» Tareas y ejercicios
1. En el texto sobre la afición futbolística de la familia, ¿a qué bebida se aficionó el primogénito?
2. Retoma el texto sobre la afición futbolística de la familia y continúalo a partir de su última oración.

Pero no tuvo éxito en el empeño de inculcar todo eso a su primogénito, “por el otro lado” había algo más, mucho más. Aunque su historia era enternecedora, sentimental y verdadera, había algo en esa otra parte que, sin hacer ruido, sin fuegos artificiales ni algarabías, hacía sentir distinto. Vete tú a saber el qué.

A pesar de que su padre eligió a su primogénito como “su nieto” favorito, al que prácticamente criaba diariamente, al que le metió el veneno del arte y el miedo de Curro Romero, al que aficionó al té con limón y azúcar, al que le compraba todos los soldaditos de los sobres de los puestos, mientras se lo llevaba a los “viejos” de la Gran Plaza a echar su partidita de cartas o dominó, a pesar de todo ello, nunca pudo colarle en las venas nada en rojo, perdiendo la partida contra la fuerza omnipresente de un sentimiento en verde que le llegaba desde la otra parte de su familia. Esa parte callada, serena, de miradas verdaderas, donde una vez eliges, hay que darlo todo, “manque se pierda”.

Así fue como su hijo, se convirtió en el infiltrado en una familia de fieles seguidores sevillistas. Ella, lo intentaba, pero el intento se desvaneció y dio por buena la derrota, como buena madre. Las dos siguientes, con más o menos fe, siguieron los pasos del mayor, empezando a dejar ya en minoría a la madre que se sentía superada ya en número, fuerzas y, aunque las derrotas seguían siendo mayoritarias en verde y blanco, en convicción.

Pero al tiempo, de rebote, sin que nadie ni nada lo previese, ella volvió a ser madre de un niño que “sin querer queriendo” se convirtió en el más querido para todos y, como no, para ella. Con él sí pudo ejercer esa maternidad madura, calmada y más cercana que le facilitaban algo más la situación y el entorno. Con él, sus días pasaban entre carreras, cariños, abrazos, risas y, sobre todo, mucho amor. Como padrino del menor dio el testigo a su hermano, otro sevillista de “La Calzá” que acogió a aquel nuevo miembro familiar con todo el cariño que se puede recibir a un sobrino. Y él “enano” se ganaba todo aquello que recibía, de sobra. Su madre, lo “mangoneaba” a su antojo, empujándolo a sentir por los de Nervión, lo que ninguno del resto de la familia sentía. Y aquello empezó a ser parte de la convivencia familiar, generándose entre madre e hijo una especie de conexión difícil de traspasar.

» Líneas proporcionadas
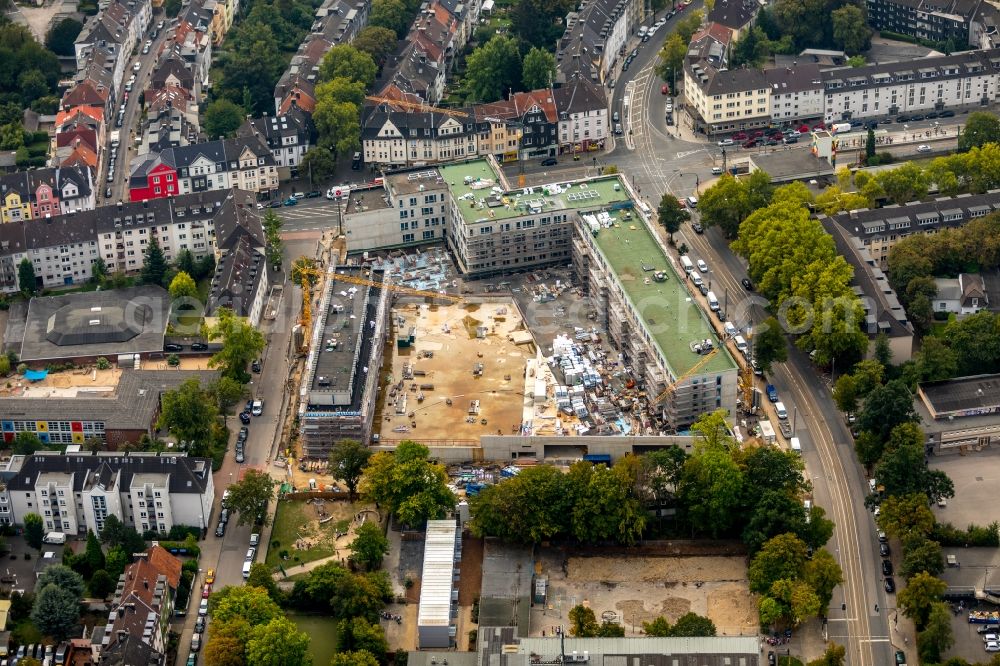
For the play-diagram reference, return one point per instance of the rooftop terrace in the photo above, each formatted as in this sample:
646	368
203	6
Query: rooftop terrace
472	184
670	314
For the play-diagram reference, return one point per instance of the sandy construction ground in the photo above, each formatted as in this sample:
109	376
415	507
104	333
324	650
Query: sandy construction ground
633	590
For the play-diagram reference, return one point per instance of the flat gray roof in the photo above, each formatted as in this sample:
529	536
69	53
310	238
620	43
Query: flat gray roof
964	396
96	323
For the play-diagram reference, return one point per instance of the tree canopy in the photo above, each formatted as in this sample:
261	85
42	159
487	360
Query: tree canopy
407	484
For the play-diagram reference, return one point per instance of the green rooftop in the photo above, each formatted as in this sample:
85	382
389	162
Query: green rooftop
669	311
471	184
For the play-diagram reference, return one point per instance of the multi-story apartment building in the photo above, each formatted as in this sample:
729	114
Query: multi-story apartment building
958	81
651	318
245	163
64	248
881	228
289	136
595	38
722	100
78	490
583	115
42	193
933	20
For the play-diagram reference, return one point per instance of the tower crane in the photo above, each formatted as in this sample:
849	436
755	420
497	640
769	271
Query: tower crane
691	371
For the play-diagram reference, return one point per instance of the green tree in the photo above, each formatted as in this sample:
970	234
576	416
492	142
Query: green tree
345	61
538	69
278	643
583	622
845	393
407	484
222	119
61	37
921	555
338	125
360	634
154	268
26	443
319	164
183	286
348	458
272	235
189	413
376	41
710	488
56	610
64	578
260	576
780	558
369	546
691	625
822	573
391	15
918	597
249	604
672	58
360	658
906	516
937	635
769	344
26	278
249	496
93	553
241	343
850	30
100	584
531	507
886	407
227	392
493	69
671	214
980	128
34	530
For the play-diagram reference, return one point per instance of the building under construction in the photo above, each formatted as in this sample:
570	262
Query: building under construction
340	385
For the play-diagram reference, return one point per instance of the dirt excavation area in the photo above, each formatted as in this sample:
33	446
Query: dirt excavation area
633	590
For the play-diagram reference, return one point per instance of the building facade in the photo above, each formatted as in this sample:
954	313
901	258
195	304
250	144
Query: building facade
78	490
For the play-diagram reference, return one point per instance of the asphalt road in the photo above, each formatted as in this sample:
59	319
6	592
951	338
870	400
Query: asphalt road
660	163
133	113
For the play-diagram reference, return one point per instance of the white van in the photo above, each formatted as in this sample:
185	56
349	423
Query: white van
741	344
713	302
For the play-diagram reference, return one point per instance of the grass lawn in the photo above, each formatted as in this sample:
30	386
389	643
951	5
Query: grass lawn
297	520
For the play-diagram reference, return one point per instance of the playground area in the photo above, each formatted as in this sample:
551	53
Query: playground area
314	529
455	372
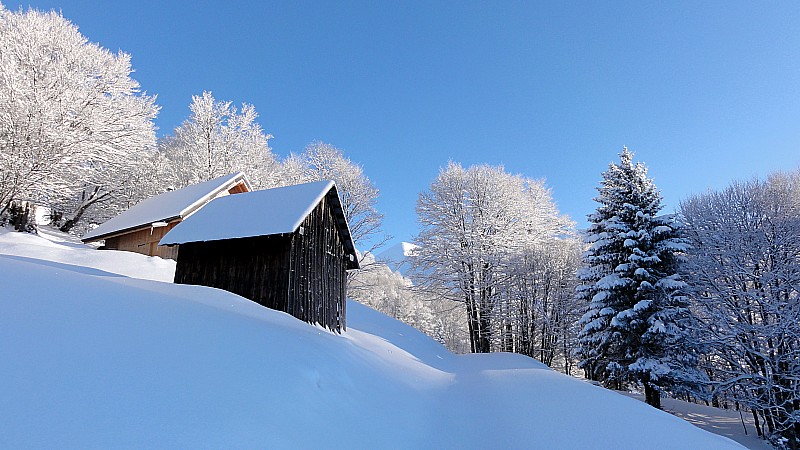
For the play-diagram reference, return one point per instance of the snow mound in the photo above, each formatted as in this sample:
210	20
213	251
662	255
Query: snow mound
94	359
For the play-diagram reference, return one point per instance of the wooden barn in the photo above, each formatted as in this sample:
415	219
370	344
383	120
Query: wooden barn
287	248
141	227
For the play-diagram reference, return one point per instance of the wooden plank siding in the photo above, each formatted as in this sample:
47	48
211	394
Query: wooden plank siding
144	241
303	274
250	267
318	271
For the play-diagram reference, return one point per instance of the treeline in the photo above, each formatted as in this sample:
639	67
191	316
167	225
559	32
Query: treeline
77	136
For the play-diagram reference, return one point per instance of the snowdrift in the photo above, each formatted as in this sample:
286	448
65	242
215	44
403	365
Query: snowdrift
92	358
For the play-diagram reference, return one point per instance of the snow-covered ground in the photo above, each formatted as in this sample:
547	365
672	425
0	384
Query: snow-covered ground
92	357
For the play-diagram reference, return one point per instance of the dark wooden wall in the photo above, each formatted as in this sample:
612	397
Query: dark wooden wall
319	277
255	268
303	274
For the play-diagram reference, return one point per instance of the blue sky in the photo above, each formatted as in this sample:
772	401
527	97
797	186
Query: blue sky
702	92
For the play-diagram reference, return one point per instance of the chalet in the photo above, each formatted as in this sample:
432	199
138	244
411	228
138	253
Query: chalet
287	248
141	227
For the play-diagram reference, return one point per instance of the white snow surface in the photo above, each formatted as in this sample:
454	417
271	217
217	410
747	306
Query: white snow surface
95	359
259	213
169	205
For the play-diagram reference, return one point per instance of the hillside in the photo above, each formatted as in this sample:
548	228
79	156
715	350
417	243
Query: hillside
93	357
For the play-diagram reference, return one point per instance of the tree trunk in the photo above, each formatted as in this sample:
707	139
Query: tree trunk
758	425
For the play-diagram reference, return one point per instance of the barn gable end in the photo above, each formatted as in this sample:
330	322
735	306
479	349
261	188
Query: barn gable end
287	248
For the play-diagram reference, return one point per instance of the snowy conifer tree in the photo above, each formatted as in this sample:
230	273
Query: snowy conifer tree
634	329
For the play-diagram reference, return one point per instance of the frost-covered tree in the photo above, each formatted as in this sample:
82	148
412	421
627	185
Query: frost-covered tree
637	321
476	223
322	161
392	294
744	263
72	120
218	139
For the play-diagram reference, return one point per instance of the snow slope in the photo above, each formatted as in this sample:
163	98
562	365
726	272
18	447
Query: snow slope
94	359
397	256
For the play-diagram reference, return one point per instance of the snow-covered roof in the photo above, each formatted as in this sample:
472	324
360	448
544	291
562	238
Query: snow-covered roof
259	213
165	207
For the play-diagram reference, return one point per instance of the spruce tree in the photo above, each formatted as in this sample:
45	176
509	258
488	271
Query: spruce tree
635	328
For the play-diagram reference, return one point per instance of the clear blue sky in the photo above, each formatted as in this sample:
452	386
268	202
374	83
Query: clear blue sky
703	92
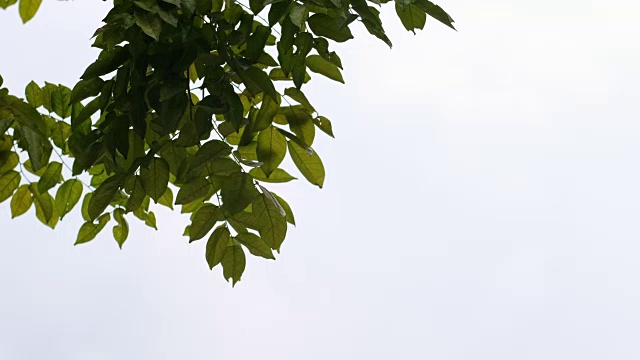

» Respuestas del ejercicio
1. Al té con limón y azúcar.

2.
Pero claro, allí se respiraba en verde y blanco y el menor empezó a verse arrastrado por la silenciosa corriente que lo inundaba todo desde más allá de la Palmera. Su hermano, cual evangelista, le contaba como eran los partidos en Heliópolis. Su padre le regalaba camisetas color esperanza y sus hermanas, más listas que ninguno, le aconsejaban apostar todo al verde cuanto antes.

Puede que todo cambiase en un partido de segunda división. Él iba acompañando a su hermano mayor a un partido contra el Athletic de Bilbao B, sí, el B. Su ilusión era ver caer a aquel equipo de segunda que, a pesar de ello, seguía llenando aquel viejo estadio. Y en cuarenta y cinco minutos, aquellos futuros leones le habían metido tres goles a todo un equipo seguido por una infantería enorme que seguía animando a pesar del ridículo terrorífico. Él miraba a su alrededor y no se lo creía, mientras su hermano mayor lo miraba y le decía con calma y seguridad “sí, este es el Betis y así lo queremos”. Y en aquella segunda parte, el menor lloró desconsoladamente al ver como aquel equipo muerto resucitaba, váyase usted a saber porque ni de donde, y lo que antes era ridículo, se empezaba a convertir en gesta. Ésta no se produjo, pero aquello no se borraría jamás de la cabeza de aquel pequeño que no concebía como los que allí estaban disfrutaban del “manquepierda” en su máxima expresión.

No pasó mucho tiempo hasta que todas y cada una de aquellas silenciosas pistas, lo llevaron a que decidiese lo que decidió: regalarle por Reyes a su hermano dentro de una cajita de madera, escrito en papel de “tomar pedidos” de su padre, algo tan simple y tan único que ya se le quedaría ahí para siempre, sin remisión “….ya lo has conseguido….ya soy del BETIS”.